## TASK TO CARRY OUT
Please write out these lines again, changing every "photograph" to "image" and keeping everything else the same. Leave the pictures out of your answer.

═════ DATA SUPPLIED

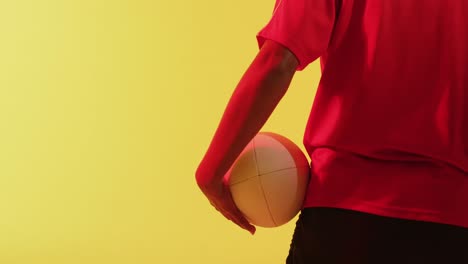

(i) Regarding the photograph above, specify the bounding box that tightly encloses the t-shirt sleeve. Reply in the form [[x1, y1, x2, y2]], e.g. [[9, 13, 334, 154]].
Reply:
[[257, 0, 336, 70]]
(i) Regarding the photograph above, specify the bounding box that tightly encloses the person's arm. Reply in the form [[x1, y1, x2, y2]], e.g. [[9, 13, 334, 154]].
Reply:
[[196, 41, 298, 232]]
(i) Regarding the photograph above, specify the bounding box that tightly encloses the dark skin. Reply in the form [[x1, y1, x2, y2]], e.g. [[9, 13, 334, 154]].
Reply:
[[196, 40, 299, 234]]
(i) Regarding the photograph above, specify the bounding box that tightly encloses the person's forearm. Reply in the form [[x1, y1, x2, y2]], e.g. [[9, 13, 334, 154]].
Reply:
[[196, 50, 294, 185]]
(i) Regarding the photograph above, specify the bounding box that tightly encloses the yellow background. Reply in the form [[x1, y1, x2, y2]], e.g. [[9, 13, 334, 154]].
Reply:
[[0, 0, 319, 264]]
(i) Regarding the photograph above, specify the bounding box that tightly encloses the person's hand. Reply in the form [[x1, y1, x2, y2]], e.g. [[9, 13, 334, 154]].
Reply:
[[197, 174, 256, 235]]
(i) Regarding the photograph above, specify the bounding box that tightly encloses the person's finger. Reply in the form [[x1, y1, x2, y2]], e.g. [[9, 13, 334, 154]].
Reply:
[[221, 208, 256, 235]]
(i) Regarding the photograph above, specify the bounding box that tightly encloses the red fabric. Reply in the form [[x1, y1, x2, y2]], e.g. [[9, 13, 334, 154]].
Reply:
[[257, 0, 468, 227]]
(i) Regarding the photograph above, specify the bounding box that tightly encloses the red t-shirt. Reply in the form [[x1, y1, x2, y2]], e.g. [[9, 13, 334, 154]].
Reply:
[[257, 0, 468, 227]]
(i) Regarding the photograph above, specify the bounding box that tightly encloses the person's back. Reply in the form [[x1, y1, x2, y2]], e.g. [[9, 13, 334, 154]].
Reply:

══════════

## COMPLETED TASK
(i) Regarding the image above, specify the bounding box that tightly encloses the t-shirt sleeve. Reply in the form [[x1, y1, x2, y2]], e.g. [[9, 13, 334, 154]].
Reply:
[[257, 0, 336, 70]]
(i) Regarding the image above, specify the bounding box that tightly encloses the person's arm. Reply in the form [[x1, y1, x2, y2]], e.g. [[9, 13, 334, 154]].
Reply:
[[196, 41, 298, 232]]
(i) Regarding the image above, specify the bounding box that tightly encloses the dark skin. Reply in the form [[x1, y1, x2, y2]], e.g. [[9, 13, 334, 154]].
Reply:
[[196, 40, 299, 234]]
(i) Regarding the image above, specify the bounding box that tightly encloses the person's forearm. Reply in the form [[x1, y1, x2, y2]], e.g. [[9, 13, 334, 154]].
Reply:
[[196, 50, 294, 185]]
(i) Regarding the image above, specify the bounding box that tightly encloses the yellow background. Reply in the form [[x1, y1, x2, y2]], e.g. [[9, 13, 334, 154]].
Reply:
[[0, 0, 319, 264]]
(i) Regarding the image above, specify the bounding box that tightly encloses the person's hand. Reply in the form [[x1, y1, x2, y2]], e.g. [[9, 13, 334, 154]].
Reply:
[[197, 174, 256, 235]]
(i) Regarding the image above, specify the bounding box that tightly encloses the person's finger. Reply in the form [[x1, y1, x2, y2]], e.g. [[9, 13, 334, 154]].
Reply:
[[221, 208, 256, 235]]
(i) Regarding the image above, specify the bounding box that tightly encloses the red fabric. Reply in the form [[x1, y1, x2, y2]], e.g. [[9, 13, 334, 154]].
Reply:
[[257, 0, 468, 227]]
(i) Regarding the image above, specify the bounding box that tightly encloses the red t-shirt. Reply in the form [[x1, y1, x2, y2]], e.g. [[9, 13, 334, 154]].
Reply:
[[257, 0, 468, 227]]
(i) Regarding the image above, specify the bounding box that tightly encloses the person's back. Reply in the form [[x1, y1, x2, y2]], e.g. [[9, 13, 334, 154]].
Reply:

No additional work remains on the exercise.